# [Problem description]
Below, take the lines from the one containing "hat shown above." through the one containing "x=283, y=501", inclusive, and write them out as a Markdown table with the columns Row and Line. Give each line its own numbered row, and leave out blank lines.

- - - - -

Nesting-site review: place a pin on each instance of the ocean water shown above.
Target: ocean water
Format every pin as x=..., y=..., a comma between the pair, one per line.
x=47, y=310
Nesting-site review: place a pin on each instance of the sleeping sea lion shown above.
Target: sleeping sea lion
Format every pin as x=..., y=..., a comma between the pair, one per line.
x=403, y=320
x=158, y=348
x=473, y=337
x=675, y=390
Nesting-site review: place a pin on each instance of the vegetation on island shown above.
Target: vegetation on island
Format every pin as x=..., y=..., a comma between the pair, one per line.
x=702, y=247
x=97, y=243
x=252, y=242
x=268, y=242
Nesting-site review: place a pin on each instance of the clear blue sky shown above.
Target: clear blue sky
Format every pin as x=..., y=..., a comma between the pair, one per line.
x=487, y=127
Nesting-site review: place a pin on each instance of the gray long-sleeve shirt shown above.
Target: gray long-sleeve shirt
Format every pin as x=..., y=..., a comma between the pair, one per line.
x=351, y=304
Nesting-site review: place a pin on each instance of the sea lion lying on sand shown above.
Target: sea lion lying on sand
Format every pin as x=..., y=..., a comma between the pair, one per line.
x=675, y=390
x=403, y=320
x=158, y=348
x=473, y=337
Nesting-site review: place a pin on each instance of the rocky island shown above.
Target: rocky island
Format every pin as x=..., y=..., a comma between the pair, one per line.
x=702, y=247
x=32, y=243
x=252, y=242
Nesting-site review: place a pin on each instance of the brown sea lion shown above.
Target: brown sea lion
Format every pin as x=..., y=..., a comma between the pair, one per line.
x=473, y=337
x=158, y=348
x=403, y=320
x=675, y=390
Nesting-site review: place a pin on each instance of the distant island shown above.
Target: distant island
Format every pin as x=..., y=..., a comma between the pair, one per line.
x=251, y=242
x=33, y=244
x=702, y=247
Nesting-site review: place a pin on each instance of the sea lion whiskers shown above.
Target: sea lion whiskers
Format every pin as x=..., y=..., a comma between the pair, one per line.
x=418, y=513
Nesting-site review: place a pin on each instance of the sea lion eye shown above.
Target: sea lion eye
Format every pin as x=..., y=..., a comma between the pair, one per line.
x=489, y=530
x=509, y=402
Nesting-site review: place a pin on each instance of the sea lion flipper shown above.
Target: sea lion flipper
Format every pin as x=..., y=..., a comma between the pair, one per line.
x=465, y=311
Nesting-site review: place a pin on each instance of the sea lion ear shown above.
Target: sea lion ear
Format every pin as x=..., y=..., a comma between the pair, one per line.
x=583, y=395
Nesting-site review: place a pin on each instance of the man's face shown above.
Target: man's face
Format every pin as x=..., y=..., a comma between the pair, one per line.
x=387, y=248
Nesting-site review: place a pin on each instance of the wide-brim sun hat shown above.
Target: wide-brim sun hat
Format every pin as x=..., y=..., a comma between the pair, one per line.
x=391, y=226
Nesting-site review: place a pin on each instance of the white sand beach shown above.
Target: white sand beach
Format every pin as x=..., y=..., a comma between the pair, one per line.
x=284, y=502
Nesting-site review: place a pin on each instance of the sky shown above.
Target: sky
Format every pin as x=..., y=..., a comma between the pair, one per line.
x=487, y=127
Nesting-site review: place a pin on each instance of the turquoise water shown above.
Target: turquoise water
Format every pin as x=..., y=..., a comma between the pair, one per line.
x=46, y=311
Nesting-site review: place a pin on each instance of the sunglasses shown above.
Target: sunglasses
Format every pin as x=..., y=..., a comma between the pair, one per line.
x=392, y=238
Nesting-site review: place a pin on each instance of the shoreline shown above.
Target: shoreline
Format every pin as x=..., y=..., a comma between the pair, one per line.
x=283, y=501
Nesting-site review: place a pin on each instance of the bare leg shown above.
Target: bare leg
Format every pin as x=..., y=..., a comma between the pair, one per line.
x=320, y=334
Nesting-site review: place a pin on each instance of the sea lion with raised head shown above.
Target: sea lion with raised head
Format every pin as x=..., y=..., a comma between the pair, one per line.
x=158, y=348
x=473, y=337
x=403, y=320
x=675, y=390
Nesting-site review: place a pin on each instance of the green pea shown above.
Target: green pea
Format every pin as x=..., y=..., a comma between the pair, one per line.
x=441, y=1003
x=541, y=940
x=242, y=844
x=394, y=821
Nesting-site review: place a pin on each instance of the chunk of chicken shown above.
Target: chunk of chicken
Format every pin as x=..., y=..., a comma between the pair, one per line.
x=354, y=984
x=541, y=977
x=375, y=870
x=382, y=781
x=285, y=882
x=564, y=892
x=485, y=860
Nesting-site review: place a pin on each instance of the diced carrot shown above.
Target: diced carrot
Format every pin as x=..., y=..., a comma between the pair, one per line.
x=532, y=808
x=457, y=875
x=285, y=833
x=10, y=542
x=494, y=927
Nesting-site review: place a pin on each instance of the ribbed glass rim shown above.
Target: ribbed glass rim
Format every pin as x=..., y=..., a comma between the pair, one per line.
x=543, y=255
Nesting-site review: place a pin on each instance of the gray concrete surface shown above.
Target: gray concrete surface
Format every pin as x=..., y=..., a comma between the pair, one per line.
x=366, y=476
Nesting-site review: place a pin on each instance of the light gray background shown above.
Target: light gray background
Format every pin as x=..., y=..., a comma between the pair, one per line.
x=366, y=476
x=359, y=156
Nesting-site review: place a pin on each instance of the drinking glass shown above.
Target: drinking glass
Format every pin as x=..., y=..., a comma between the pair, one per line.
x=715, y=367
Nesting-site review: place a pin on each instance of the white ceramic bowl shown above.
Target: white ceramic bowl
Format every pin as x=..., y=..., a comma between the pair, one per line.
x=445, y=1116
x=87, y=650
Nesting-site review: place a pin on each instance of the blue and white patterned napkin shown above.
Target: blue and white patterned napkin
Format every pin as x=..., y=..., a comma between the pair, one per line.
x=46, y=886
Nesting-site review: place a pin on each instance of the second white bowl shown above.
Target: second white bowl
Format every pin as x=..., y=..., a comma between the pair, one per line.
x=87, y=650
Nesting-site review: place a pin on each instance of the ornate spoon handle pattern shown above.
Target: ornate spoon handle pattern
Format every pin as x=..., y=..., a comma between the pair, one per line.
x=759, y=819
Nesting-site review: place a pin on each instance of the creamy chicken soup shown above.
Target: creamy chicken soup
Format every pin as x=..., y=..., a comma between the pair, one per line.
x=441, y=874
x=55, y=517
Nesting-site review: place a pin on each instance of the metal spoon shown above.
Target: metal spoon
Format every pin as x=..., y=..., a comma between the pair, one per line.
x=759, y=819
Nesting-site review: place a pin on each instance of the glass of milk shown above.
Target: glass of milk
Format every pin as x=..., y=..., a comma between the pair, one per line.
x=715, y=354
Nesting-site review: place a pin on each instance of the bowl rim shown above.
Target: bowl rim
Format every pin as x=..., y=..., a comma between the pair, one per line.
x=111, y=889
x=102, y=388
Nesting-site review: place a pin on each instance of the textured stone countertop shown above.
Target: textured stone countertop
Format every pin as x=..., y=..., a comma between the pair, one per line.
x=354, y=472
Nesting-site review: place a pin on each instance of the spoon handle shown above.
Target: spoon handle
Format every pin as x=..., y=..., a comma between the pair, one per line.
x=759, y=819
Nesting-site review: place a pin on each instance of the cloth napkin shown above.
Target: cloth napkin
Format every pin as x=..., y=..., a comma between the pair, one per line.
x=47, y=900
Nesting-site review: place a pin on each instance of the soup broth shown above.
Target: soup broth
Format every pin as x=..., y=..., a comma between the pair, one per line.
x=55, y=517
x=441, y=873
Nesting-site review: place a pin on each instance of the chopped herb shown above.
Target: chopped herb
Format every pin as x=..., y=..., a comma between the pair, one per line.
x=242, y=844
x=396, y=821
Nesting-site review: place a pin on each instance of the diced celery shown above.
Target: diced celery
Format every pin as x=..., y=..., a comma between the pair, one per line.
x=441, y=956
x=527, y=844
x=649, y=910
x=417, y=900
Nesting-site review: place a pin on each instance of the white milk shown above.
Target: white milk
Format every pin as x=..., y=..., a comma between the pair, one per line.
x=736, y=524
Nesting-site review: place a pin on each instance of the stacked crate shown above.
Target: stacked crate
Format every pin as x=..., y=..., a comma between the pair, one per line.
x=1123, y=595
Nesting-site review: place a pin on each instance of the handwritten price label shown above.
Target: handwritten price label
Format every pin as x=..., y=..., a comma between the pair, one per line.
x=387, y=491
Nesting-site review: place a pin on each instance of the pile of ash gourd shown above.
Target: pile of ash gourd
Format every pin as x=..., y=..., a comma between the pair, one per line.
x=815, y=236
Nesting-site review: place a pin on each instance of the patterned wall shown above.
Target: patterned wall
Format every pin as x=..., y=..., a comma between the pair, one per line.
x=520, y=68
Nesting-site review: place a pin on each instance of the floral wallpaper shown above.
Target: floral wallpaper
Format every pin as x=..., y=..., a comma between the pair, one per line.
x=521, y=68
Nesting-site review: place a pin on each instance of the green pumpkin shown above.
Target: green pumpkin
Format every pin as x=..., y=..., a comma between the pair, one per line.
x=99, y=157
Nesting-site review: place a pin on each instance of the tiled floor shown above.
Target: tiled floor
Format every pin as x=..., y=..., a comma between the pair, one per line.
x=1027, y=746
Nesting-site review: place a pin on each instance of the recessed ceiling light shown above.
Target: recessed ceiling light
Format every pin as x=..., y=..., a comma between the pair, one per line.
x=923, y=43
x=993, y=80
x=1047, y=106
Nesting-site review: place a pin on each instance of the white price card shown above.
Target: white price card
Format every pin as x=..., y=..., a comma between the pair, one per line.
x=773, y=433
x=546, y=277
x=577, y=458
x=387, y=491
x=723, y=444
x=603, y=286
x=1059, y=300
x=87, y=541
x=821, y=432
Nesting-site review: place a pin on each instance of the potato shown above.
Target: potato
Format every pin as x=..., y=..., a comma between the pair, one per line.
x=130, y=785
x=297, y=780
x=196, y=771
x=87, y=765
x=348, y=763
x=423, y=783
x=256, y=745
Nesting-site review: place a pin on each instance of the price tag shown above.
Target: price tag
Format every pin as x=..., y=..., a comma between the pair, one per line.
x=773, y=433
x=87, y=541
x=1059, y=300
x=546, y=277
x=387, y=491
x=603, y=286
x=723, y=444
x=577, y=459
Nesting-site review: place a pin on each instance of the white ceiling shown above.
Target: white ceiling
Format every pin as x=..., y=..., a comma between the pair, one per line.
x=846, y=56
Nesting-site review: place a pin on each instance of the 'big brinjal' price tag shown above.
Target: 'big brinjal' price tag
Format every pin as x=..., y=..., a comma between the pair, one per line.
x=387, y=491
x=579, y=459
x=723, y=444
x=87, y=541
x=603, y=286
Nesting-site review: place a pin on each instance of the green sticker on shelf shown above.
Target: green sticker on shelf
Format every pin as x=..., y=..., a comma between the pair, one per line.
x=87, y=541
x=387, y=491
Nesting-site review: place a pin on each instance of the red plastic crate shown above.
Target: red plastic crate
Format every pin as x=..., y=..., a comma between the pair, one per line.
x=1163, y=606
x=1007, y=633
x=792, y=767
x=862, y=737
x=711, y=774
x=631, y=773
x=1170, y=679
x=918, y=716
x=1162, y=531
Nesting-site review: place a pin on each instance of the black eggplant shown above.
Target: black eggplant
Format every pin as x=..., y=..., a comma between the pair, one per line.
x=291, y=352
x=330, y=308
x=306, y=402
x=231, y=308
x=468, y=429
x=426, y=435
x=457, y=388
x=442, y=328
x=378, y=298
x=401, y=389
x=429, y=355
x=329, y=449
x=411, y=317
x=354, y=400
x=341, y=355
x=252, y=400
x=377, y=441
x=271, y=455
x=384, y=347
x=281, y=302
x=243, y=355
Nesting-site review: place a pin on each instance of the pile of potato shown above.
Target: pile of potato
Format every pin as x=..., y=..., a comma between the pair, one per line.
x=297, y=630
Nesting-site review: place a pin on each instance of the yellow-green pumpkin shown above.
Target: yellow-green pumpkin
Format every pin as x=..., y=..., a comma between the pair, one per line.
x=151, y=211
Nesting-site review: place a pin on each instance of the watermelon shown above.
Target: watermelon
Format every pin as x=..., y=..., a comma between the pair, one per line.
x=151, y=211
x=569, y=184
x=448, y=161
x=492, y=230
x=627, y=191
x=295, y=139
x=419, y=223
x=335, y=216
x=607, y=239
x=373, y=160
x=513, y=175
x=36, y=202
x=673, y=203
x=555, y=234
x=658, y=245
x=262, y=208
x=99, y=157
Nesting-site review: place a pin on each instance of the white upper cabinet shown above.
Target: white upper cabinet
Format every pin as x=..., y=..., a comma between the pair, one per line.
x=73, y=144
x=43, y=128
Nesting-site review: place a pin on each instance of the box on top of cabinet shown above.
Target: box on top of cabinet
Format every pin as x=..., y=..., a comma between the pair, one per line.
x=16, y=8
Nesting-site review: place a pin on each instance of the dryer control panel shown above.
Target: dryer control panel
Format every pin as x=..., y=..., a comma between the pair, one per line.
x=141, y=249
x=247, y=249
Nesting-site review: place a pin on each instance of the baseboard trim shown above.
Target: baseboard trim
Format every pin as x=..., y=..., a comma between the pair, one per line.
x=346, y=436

- - - - -

# [Exercise solution]
| Row | Line |
|---|---|
| 1 | Nesting-site review: place a pin on each instance of the wide-brim sun hat shown above. |
| 2 | Target: wide-brim sun hat |
| 3 | Format every pin as x=..., y=..., a comma between the pair, one per line. |
| 4 | x=391, y=226 |
| 5 | Nesting-site review: place a pin on each instance of the white sand beach shown above. |
| 6 | Target: white sand beach |
| 7 | Format every pin as x=..., y=..., a comma between the pair, one per line. |
| 8 | x=284, y=502 |
| 9 | Nesting-site review: place a pin on each instance of the sky shown above. |
| 10 | Target: sky |
| 11 | Format every pin as x=..., y=..., a comma between the pair, one per line. |
| 12 | x=487, y=127 |
| 13 | Nesting-site review: place a pin on each instance of the turquoise water shown above. |
| 14 | Target: turquoise water |
| 15 | Format every pin as x=..., y=..., a comma between the pair, one per line. |
| 16 | x=46, y=311 |
| 17 | Nesting-site review: place a pin on each instance of the sunglasses shown above. |
| 18 | Target: sunglasses |
| 19 | Format every pin as x=..., y=..., a comma between the pair, one per line. |
| 20 | x=392, y=238 |
| 21 | Nesting-site review: place a pin on each instance of the shoreline shown above. |
| 22 | Target: shoreline |
| 23 | Format every pin as x=..., y=..., a comma between the pair, one per line. |
| 24 | x=283, y=501 |